## Text segment
╭──

Red River Flooding And National Service
A spate of winter storms in the Fargo, ND/Moorhead, MN area have threatened homes and businesses as the Red River rises and increases the potential for a catastrophic flood. Thousands of volunteers reinforced dikes and levees, raising the floodwall level to roughly 43 feet, and many communities already submerged have been evacuated. On Friday the water level in the river rose to a level approaching 41 feet, with cresting expected in the next 48 hours. But this morning, freezing temperatures have slowed the rise of the river, as snow has not melted, and the National Weather Service cautiously announced that the river crested at a lower level than predicted. This is positive news suggesting that the levees will hold, but the situation remains dangerous, with more storms in the forecast for next week and the water level still at a record high.
In his weekly radio address, President Obama expressed his support for those affected by the flooding, citing his disaster declarations for North Dakota and Minnesota, the FEMA response and the US Army Corps of Engineers support in coordinating the building of makeshift levees. It's good to see this kind of coordination and attention in the midst of the emergency, not after it.
In addition, the President also connected the situation to the theme of national service that Steve discussed yesterday.
For at moments like these, we are reminded of the power of nature to disrupt lives and endanger communities. But we are also reminded of the power of individuals to make a difference.
In the Fargodome, thousands of people gathered not to watch a football game or a rodeo, but to fill sandbags. Volunteers filled 2.5 million of them in just five days, working against the clock, day and night, with tired arms and aching backs. Others braved freezing temperatures, gusting winds, and falling snow to build levees along the river's banks to help protect against waters that have exceeded record levels.
College students have traveled by the busload from nearby campuses to lend a hand during their spring breaks. Students from local high schools asked if they could take time to participate. Young people have turned social networks into community networks, coordinating with one another online to figure out how best to help.
In the face of an incredible challenge, the people of these communities have rallied in support of one another. And their service isn't just inspirational – it's integral to our response.
It's also a reminder of what we can achieve when Americans come together to serve their communities. All across the nation, there are men, women and young people who have answered that call, and millions of other who would like to. Whether it's helping to reduce the energy we use, cleaning up a neighborhood park, tutoring in a local school, or volunteering in countless other ways, individual citizens can make a big difference.
This is the tradition of national service that conservative commentators have likened to Hitler Youth. This is the call to sacrifice that Chuck Todd doesn't seem to understand because it doesn't involve cutting Social Security or Medicare benefits. Obama's support of national service represents a continuum throughout his campaign and his public life, that we have a responsibility to one another, that we can do our part for change as neighbors and fellow citizens. I would ask those naysayers on the right if they asked the residents of these communities in North Dakota and Minnesota their opinion.

╰──

## What you need to do
a) List the forms of federal support that the flooding post says President Obama cited in his weekly radio address.
b) Write out the part of the flooding post from "In the Fargodome, thousands" up to and including "best to help.", word for word.

Extracted records
╭──

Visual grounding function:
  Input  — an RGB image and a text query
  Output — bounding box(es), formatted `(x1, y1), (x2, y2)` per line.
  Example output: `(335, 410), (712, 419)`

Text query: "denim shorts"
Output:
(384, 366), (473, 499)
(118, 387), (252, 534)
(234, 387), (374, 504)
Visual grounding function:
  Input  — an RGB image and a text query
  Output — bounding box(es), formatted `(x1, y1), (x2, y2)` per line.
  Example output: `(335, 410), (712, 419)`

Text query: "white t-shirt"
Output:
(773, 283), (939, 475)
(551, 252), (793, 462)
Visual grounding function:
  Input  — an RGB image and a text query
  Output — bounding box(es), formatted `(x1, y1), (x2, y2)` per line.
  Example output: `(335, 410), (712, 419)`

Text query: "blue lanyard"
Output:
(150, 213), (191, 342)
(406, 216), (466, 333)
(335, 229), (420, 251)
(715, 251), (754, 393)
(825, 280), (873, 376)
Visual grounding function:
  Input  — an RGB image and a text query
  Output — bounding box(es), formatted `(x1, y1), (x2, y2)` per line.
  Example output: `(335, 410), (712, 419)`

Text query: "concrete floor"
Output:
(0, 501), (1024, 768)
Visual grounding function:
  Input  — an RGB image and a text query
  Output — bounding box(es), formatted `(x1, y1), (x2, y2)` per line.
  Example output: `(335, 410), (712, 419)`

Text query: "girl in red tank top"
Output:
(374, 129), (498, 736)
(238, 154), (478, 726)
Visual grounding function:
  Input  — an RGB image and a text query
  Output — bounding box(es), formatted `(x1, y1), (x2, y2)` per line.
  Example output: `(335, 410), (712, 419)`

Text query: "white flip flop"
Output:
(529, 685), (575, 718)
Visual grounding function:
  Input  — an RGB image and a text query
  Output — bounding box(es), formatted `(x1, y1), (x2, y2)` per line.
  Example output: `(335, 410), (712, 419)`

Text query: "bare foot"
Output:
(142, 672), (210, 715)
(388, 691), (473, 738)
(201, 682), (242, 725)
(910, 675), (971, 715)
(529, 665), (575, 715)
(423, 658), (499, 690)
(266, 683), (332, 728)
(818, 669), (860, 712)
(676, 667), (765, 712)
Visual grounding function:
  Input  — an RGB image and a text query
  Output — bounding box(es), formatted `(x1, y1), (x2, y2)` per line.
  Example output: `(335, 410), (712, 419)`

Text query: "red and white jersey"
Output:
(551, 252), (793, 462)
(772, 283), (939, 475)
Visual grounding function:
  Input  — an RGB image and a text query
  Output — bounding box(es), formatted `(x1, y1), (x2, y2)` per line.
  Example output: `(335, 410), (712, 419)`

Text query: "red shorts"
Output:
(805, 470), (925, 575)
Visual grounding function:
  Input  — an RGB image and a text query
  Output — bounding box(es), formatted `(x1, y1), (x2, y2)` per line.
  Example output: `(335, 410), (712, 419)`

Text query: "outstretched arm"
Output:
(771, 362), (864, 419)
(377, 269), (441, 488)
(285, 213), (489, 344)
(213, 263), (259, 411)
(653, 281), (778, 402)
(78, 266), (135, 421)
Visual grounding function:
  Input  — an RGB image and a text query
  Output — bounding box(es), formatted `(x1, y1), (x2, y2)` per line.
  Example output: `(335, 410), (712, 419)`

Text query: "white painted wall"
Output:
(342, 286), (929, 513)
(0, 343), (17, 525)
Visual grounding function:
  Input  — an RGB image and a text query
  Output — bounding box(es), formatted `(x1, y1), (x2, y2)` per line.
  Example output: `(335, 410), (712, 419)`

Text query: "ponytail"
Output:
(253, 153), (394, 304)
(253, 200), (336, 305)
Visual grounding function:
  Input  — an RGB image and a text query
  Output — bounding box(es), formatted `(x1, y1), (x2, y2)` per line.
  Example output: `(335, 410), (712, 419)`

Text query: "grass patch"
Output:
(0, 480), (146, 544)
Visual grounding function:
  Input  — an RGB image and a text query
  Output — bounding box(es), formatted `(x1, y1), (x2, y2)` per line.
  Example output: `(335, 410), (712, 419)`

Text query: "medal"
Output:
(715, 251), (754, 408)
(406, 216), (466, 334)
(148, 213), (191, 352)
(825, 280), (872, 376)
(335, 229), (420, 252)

╰──

## Outputs by task
a)
- Disaster declarations for North Dakota and Minnesota
- The FEMA response
- US Army Corps of Engineers support in coordinating the building of makeshift levees

b)
In the Fargodome, thousands of people gathered not to watch a football game or a rodeo, but to fill sandbags. Volunteers filled 2.5 million of them in just five days, working against the clock, day and night, with tired arms and aching backs. Others braved freezing temperatures, gusting winds, and falling snow to build levees along the river's banks to help protect against waters that have exceeded record levels.
College students have traveled by the busload from nearby campuses to lend a hand during their spring breaks. Students from local high schools asked if they could take time to participate. Young people have turned social networks into community networks, coordinating with one another online to figure out how best to help.